Entries provided:
◇ ◇ ◇ ◇

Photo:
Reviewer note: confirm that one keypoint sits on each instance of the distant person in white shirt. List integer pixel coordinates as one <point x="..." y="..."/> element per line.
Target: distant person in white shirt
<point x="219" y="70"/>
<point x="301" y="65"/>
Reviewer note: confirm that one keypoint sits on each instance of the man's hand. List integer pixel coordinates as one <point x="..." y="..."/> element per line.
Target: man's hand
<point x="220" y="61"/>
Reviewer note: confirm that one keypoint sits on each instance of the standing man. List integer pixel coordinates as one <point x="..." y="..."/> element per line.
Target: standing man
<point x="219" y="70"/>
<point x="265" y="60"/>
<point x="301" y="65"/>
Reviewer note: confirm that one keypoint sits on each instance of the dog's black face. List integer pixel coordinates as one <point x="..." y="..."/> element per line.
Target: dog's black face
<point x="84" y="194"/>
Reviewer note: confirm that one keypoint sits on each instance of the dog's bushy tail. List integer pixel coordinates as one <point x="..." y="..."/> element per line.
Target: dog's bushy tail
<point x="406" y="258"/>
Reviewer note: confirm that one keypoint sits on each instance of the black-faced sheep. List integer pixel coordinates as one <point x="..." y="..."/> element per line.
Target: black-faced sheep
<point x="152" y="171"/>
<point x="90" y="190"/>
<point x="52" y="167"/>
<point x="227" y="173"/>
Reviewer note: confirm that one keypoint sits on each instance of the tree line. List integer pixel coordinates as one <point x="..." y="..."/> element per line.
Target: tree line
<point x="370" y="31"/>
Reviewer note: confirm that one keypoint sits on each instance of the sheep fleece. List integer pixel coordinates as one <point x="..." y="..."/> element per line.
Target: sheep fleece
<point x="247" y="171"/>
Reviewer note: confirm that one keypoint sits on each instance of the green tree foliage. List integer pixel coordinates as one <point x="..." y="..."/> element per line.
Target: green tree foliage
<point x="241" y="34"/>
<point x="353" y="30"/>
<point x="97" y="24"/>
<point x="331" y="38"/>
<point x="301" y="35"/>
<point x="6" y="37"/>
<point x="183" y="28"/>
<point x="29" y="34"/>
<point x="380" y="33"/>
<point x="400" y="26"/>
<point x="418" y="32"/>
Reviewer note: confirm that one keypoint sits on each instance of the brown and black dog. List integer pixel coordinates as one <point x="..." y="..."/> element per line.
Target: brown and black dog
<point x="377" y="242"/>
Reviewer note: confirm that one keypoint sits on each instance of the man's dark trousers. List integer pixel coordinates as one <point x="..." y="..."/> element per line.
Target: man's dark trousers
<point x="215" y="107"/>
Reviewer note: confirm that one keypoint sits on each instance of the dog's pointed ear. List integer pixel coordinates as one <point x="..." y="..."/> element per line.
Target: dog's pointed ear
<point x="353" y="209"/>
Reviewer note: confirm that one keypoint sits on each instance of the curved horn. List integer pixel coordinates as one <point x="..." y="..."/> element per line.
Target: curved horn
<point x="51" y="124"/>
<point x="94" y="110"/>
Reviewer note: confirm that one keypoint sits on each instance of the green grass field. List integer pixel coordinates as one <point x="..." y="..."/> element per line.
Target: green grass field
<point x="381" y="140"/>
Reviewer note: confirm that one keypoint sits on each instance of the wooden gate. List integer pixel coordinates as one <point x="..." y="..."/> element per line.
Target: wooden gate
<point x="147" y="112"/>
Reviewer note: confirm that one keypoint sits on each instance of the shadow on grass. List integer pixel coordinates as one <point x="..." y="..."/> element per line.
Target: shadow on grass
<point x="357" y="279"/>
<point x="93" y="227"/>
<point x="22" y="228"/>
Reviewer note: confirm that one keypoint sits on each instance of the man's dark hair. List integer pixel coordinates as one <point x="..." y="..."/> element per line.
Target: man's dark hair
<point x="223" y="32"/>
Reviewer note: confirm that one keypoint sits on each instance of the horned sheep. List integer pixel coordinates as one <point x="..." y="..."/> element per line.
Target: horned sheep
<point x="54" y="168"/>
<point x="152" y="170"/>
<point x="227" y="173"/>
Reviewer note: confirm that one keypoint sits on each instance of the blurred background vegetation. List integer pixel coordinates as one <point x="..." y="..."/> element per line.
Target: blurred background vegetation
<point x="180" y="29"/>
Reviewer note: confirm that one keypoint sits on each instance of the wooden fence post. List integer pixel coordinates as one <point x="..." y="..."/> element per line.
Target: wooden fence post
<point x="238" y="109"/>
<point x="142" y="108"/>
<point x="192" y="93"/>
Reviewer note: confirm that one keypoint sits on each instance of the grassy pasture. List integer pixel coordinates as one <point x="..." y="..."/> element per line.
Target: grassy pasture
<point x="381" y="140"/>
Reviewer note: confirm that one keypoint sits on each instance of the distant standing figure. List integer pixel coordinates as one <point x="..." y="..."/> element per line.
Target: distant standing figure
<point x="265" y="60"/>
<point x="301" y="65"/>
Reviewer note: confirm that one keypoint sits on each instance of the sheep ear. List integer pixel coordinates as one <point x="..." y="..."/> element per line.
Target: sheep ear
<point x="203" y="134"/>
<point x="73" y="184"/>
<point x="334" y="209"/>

◇ ◇ ◇ ◇

Work required:
Extract every line from the one with "of the blurred" down to the final line above, both included, exactly as written.

Reply to the task:
Reviewer note: confirm that one keypoint sits on each instance of the blurred background vegetation. List integer pixel coordinates as one <point x="..." y="..."/> element per line.
Target: blurred background vegetation
<point x="180" y="29"/>
Reviewer note: confirm that one keypoint sits on each instance of the wooden fence post. List integer pixel coordinates as one <point x="..." y="..."/> element per line.
Target: wooden fence post
<point x="238" y="109"/>
<point x="142" y="108"/>
<point x="192" y="93"/>
Reviewer note: confirm that one keypoint sits on each instance of the grassy pasture. List integer pixel coordinates as one <point x="..." y="..."/> element per line.
Target: grassy pasture
<point x="381" y="140"/>
Reviewer note: confirm that one keypoint sits on each instance of the distant standing figure. List integer pixel coordinates as one <point x="..." y="..."/> element per line.
Target: distant standing figure
<point x="265" y="60"/>
<point x="301" y="65"/>
Reviewer note: confirm that one keypoint sits on each instance of the sheep ear. List integer pixel coordinates as one <point x="..." y="..."/> element per line.
Target: sheep ear
<point x="203" y="134"/>
<point x="73" y="184"/>
<point x="334" y="209"/>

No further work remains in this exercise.